WHAT YOU HAVE TO DO
Could you copy every line in the listing below that has the word "french"?

PROVIDED RECORDS
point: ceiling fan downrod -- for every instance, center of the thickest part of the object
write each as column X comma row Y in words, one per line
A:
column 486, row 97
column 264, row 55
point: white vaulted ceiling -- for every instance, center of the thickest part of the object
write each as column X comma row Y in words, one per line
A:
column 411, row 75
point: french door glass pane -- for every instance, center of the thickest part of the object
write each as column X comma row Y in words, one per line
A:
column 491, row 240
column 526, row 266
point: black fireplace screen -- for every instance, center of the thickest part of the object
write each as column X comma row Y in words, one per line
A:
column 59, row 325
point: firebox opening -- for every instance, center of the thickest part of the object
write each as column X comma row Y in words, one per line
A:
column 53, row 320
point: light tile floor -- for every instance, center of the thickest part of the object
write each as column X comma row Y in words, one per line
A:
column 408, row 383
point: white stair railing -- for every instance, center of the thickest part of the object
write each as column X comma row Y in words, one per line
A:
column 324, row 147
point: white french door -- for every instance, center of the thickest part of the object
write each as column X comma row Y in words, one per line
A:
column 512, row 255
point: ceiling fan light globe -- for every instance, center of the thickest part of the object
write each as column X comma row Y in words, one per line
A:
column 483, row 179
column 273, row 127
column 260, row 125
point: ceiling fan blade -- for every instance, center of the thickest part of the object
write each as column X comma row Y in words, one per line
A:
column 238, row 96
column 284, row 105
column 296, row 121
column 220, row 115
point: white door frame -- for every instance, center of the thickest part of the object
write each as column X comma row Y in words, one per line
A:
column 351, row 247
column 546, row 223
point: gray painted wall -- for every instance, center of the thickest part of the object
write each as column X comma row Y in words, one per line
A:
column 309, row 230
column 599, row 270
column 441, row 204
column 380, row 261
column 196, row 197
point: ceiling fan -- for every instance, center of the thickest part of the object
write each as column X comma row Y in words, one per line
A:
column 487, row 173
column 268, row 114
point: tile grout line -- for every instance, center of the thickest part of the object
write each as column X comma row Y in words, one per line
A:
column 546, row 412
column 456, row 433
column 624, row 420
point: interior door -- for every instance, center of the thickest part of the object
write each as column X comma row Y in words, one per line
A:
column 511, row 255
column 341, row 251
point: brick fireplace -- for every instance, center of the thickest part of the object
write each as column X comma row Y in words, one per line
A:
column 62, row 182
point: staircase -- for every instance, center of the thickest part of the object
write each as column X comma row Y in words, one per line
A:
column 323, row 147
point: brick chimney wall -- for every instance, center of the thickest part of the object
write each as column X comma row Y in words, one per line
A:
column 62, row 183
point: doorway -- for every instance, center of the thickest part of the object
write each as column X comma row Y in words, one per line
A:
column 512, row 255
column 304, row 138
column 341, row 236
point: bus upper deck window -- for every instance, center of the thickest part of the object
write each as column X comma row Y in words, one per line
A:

YOUR RESPONSE
point: french door glass pane -- for every instance, center of the thickest part of the object
point: white french door -- for every instance, center of the thickest part of the object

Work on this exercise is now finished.